━━ Task input
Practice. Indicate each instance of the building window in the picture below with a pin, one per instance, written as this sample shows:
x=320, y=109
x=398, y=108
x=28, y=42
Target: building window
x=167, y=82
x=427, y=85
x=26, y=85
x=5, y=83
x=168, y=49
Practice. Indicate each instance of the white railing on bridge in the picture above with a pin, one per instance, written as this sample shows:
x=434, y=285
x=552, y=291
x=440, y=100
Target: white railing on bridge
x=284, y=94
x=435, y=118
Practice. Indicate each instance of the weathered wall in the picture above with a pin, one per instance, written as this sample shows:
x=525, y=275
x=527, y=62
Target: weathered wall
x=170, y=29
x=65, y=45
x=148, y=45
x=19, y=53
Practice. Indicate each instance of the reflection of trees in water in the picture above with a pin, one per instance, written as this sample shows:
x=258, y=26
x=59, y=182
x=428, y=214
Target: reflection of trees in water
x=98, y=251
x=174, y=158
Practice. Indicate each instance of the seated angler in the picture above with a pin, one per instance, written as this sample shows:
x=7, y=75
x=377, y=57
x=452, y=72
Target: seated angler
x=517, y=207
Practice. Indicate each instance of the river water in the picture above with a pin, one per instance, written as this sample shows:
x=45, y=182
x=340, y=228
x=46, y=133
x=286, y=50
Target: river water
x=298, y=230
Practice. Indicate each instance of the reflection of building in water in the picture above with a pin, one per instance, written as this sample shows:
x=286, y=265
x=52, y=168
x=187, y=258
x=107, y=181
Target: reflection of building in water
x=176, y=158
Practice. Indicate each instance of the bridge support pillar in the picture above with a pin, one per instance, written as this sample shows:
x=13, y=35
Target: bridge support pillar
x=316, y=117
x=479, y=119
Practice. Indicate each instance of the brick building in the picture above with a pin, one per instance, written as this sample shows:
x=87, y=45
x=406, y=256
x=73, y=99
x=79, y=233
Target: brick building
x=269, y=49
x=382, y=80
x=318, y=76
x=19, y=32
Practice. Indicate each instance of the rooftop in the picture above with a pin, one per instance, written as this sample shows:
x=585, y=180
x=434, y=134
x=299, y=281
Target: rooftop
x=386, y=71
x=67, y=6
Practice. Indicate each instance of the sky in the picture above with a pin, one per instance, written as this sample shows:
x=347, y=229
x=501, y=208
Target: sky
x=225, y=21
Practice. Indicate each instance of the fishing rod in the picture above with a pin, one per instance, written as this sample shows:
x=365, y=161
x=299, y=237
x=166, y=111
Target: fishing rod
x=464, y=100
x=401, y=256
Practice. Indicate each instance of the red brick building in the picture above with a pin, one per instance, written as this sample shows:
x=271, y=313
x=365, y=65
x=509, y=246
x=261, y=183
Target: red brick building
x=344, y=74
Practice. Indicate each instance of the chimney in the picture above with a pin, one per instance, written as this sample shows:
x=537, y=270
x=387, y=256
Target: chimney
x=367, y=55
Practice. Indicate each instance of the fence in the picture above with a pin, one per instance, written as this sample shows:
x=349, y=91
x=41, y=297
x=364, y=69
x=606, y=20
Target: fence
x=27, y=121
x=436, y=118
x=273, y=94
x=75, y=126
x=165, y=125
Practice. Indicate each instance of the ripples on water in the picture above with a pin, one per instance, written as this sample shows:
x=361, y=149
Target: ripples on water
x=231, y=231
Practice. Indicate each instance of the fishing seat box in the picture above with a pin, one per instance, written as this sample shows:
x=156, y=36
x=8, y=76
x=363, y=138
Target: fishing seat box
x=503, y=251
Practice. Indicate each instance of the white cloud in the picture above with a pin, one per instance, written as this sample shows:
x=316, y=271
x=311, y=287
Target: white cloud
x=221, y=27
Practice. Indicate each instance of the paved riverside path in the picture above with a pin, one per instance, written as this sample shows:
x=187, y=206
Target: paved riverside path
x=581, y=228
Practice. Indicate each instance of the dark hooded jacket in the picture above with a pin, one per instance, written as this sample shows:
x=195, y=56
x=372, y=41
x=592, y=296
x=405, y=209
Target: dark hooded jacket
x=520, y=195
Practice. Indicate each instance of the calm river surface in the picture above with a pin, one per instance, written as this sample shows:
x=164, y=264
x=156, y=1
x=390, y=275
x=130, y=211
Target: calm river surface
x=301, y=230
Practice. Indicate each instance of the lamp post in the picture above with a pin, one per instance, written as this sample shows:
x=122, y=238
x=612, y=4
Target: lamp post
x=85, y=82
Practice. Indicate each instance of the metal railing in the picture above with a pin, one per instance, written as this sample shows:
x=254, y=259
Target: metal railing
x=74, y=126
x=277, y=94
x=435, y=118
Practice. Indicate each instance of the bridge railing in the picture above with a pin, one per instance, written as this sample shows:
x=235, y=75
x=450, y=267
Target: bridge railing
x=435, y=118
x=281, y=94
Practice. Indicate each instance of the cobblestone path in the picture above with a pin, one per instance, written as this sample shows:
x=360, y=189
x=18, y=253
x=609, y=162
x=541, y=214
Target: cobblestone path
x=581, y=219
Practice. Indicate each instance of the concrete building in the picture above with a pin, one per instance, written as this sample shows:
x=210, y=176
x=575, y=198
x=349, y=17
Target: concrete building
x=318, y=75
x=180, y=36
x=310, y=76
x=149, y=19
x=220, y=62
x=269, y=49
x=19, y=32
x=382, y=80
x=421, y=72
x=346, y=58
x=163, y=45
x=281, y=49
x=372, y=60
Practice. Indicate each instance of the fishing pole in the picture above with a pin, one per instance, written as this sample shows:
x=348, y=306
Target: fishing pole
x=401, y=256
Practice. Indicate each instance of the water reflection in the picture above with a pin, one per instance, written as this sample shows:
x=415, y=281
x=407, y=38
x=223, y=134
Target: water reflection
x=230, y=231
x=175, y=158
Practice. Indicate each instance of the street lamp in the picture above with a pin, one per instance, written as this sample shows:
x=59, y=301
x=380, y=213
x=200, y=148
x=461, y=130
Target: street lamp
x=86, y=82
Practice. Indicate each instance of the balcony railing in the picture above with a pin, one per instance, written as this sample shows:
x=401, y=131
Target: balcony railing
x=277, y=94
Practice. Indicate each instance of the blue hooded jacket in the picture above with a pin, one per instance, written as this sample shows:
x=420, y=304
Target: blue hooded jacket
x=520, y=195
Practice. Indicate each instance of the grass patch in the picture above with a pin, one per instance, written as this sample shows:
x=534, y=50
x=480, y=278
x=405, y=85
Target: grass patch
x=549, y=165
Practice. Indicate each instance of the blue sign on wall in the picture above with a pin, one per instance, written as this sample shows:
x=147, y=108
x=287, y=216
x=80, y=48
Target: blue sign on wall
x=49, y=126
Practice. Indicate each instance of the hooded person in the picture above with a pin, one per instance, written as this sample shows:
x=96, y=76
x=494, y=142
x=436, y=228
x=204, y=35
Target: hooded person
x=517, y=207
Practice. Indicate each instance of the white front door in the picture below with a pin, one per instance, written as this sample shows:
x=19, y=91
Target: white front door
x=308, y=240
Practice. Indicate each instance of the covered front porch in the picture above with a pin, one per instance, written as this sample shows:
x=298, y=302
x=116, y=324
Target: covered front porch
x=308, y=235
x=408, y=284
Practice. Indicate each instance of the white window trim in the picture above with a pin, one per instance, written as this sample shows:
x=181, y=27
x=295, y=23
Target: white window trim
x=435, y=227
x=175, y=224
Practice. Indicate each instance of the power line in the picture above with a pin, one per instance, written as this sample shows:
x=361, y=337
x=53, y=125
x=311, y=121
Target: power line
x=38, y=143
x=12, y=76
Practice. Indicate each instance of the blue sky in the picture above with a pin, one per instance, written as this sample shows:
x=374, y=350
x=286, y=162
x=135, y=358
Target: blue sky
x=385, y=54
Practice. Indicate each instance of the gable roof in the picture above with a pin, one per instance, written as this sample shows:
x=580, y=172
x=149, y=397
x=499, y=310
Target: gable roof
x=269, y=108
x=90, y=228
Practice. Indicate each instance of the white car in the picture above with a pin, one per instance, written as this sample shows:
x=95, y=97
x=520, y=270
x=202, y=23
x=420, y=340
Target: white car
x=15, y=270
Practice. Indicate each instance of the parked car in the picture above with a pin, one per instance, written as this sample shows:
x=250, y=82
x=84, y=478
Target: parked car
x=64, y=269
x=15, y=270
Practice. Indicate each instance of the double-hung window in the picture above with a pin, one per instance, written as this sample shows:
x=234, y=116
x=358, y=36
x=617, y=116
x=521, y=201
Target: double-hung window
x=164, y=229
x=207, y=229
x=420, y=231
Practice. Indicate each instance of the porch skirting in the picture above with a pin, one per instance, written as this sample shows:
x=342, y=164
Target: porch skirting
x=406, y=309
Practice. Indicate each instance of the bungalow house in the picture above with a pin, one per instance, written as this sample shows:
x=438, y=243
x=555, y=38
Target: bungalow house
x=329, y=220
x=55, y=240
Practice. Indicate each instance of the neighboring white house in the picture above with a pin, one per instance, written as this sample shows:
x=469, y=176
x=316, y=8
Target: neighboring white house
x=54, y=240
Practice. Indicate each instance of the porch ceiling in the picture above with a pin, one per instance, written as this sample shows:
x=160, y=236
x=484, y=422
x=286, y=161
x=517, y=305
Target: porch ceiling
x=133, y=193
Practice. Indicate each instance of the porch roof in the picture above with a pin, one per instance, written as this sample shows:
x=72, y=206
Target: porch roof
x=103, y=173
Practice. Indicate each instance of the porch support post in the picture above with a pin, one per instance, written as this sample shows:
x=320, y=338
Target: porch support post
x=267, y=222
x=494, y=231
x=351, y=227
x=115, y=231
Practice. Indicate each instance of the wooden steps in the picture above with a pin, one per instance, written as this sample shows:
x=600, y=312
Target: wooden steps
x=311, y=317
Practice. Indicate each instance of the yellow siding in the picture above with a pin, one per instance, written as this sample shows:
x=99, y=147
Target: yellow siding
━━━━
**What you will do:** Of the entries above, repeat exactly the lines from the line with "Practice. Indicate each instance of the porch roof" through the line with "Practice. Indicate each instance of the porch support", both of them included.

**The completed task:**
Practice. Indicate each instance of the porch roof in the picture above with a pin, one per instance, written as this sample shows:
x=72, y=206
Target: porch roof
x=103, y=173
Practice. Indicate each instance of the porch support post in the picture above with a pin, one per instance, written as this sample shows:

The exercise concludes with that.